▶ GIVEN INSTRUCTION 1: In the string encoding conversion page below, what character does substitute_invalid use for conversions to Latin-1?
▶ GIVEN INSTRUCTION 2: Show every line of the records below that contains the string "smartphone". Case counts.

Skip to content

ST::utf_conversion

Michael Hansen edited this page Nov 22, 2019 · 1 revision

String Encoding Conversion functions

Since string_theory 3.0.

Headers

#include <string_theory/utf_conversion>

Public Types

Name Summary
utf_validation_t Behavior for handling UTF validation in conversions

Public Functions

Name Summary
utf16_to_utf8 Convert UTF-16 text to UTF-8
utf32_to_utf8 Convert UTF-32 text to UTF-8
wchar_to_utf8 Convert wide text to UTF-8
latin_1_to_utf8 Convert Latin-1 text to UTF-8
utf8_to_utf16 Convert UTF-8 text to UTF-16
utf32_to_utf16 Convert UTF-32 text to UTF-16
wchar_to_utf16 Convert wide text to UTF-16
latin_1_to_utf16 Convert Latin-1 text to UTF-16
utf8_to_utf32 Convert UTF-8 text to UTF-32
utf16_to_utf32 Convert UTF-16 text to UTF-32
wchar_to_utf32 Convert wide text to UTF-32
latin_1_to_utf32 Convert Latin-1 text to UTF-32
utf8_to_wchar Convert UTF-8 text to wide text
utf16_to_wchar Convert UTF-16 text to wide text
utf32_to_wchar Convert UTF-32 text to wide text
latin_1_to_wchar Convert Latin-1 text to wide text
utf8_to_latin_1 Convert UTF-8 text to Latin-1
utf16_to_latin_1 Convert UTF-16 text to Latin-1
utf32_to_latin_1 Convert UTF-32 text to Latin-1
wchar_to_latin_1 Convert wide text to Latin-1

Macros

Name Summary
ST_DEFAULT_VALIDATION Default value for utf_validation_t values

Details

These functions provide a standalone way to convert between string_theory's supported character encodings, without having to go through ST::string.

  • UTF-8
  • UTF-16
  • UTF-32 (or UCS4)
  • Latin-1
  • "wide" strings using the platform's native wchar_t type. These are assumed to be encoded as either UTF-16 or UTF-32, depending on the size of the wchar_t type. Other wide character encodings are not currently supported.

Since string_theory 3.0.


Member Type Documentation

ST::utf_validation_t

enum utf_validation_t
{
    assume_valid,
    substitute_invalid,
    check_validity
};

Options for dealing with invalid character sequences in encoding/decoding operations.

  • assume_valid: Don't do any checking or substitution. Only use this value if you are certain the data is already correct for the target encoding.
  • substitute_invalid: Replace invalid sequences with a substitute. For conversions to Unicode encodings, this will use the Unicode replacement character (U+FFFD). For conversions to Latin-1, this will use '?'.

▶ STORED ROWS:
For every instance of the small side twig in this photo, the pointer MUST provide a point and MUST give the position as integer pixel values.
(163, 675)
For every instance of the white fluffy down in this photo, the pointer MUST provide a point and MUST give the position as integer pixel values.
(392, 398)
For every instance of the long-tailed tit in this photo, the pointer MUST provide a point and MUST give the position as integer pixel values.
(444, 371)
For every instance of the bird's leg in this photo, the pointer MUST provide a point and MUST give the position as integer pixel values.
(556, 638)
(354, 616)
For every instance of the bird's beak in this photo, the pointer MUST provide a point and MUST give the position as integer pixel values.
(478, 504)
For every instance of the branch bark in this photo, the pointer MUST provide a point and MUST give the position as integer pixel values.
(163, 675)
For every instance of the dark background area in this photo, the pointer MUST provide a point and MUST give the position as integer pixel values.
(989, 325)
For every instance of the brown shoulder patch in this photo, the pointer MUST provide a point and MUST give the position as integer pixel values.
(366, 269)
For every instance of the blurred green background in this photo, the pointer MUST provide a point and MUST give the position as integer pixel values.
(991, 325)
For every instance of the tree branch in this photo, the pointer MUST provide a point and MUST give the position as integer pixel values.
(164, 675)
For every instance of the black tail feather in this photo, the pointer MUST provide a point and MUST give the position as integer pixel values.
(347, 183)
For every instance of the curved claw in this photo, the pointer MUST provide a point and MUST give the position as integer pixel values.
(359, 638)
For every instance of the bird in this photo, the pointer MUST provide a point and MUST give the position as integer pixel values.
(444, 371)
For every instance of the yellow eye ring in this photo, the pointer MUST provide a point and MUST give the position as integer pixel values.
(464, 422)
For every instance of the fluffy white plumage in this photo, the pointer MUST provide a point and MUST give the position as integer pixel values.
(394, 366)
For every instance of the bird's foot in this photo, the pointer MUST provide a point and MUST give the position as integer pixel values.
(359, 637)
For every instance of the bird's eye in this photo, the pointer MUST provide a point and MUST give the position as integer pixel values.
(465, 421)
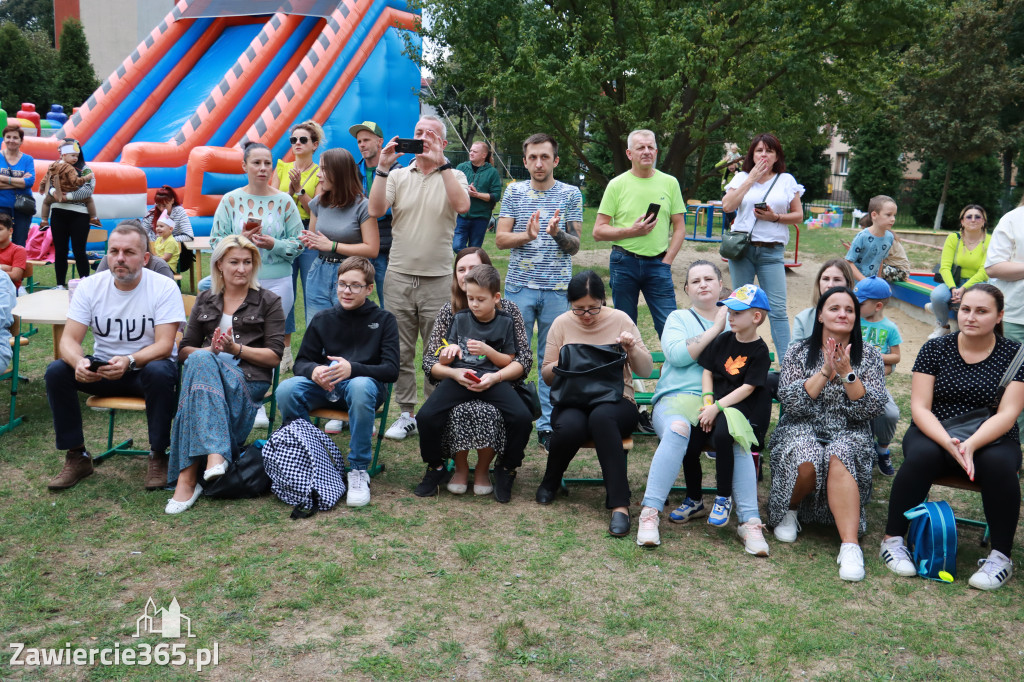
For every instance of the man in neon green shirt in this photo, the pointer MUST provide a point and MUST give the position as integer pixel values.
(643, 245)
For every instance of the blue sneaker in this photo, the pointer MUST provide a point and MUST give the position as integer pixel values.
(720, 511)
(690, 509)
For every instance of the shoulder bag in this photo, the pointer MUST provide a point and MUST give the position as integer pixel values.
(966, 425)
(734, 243)
(587, 375)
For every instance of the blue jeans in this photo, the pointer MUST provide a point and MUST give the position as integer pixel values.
(469, 231)
(322, 288)
(541, 306)
(668, 461)
(380, 269)
(359, 396)
(768, 265)
(633, 274)
(941, 296)
(300, 270)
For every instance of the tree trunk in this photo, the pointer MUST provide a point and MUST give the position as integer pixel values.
(942, 199)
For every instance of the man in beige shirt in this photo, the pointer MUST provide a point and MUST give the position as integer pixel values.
(425, 199)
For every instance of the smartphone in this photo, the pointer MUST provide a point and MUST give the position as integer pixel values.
(96, 364)
(407, 145)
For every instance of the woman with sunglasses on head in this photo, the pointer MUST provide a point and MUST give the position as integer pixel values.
(300, 179)
(590, 322)
(964, 251)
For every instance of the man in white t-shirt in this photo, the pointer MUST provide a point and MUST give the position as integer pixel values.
(133, 314)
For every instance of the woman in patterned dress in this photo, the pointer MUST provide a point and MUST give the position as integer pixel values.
(822, 452)
(474, 425)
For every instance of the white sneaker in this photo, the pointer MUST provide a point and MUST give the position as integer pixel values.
(753, 537)
(261, 419)
(993, 571)
(334, 426)
(897, 557)
(358, 488)
(787, 528)
(403, 426)
(851, 562)
(647, 534)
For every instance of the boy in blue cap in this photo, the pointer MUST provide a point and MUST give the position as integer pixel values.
(735, 367)
(879, 331)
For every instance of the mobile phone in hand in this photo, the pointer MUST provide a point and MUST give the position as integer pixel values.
(408, 145)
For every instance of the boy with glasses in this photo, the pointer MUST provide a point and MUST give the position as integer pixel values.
(347, 354)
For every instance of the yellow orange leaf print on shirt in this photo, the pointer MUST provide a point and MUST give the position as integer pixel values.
(734, 365)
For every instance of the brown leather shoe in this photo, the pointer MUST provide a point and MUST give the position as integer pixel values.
(156, 474)
(78, 465)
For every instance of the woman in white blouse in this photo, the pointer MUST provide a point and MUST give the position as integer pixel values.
(767, 202)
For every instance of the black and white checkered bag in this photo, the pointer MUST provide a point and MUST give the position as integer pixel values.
(306, 468)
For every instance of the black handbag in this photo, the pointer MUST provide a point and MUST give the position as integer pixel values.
(245, 476)
(733, 243)
(25, 204)
(955, 270)
(587, 375)
(966, 425)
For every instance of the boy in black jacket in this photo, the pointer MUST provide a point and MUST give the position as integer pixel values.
(346, 356)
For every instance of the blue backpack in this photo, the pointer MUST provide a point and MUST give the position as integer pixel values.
(933, 539)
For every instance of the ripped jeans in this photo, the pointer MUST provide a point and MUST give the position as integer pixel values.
(668, 461)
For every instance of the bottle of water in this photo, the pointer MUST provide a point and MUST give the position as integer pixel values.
(335, 394)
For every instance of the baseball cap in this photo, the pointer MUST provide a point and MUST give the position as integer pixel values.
(367, 125)
(872, 289)
(748, 296)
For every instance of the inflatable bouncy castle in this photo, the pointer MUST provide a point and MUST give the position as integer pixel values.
(218, 73)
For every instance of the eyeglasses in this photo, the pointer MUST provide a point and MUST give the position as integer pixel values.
(579, 312)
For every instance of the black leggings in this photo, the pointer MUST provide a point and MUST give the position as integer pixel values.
(994, 470)
(67, 224)
(606, 424)
(719, 440)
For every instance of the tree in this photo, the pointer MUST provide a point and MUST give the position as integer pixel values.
(876, 167)
(76, 77)
(955, 84)
(970, 182)
(696, 74)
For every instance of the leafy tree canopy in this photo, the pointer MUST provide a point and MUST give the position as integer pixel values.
(697, 74)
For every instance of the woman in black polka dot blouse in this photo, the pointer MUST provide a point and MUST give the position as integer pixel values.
(952, 375)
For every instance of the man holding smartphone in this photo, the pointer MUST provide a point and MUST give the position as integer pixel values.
(643, 247)
(541, 222)
(133, 313)
(425, 199)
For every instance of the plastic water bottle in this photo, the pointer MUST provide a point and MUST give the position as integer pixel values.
(335, 394)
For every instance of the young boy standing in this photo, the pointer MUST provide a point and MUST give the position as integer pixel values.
(879, 331)
(735, 369)
(12, 257)
(472, 367)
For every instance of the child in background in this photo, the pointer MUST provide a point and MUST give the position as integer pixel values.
(64, 178)
(481, 343)
(166, 246)
(13, 259)
(879, 331)
(735, 369)
(870, 246)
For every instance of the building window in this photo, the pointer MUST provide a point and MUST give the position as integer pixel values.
(843, 163)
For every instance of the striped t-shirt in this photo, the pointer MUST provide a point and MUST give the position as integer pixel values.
(541, 263)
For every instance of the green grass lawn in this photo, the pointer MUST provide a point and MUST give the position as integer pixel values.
(463, 588)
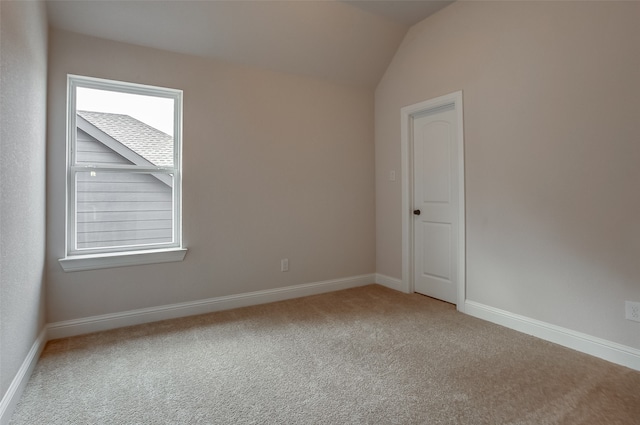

▶ FINAL RESULT 1: It uses '?'.

▶ FINAL RESULT 2:
For every instance of the smartphone in this photo, the pointer MUST provide a point and MUST give the position as integer pixel values.
For every instance of the man holding smartphone in this photo, the pointer MUST provide a point and MUST give the position as integer pixel values.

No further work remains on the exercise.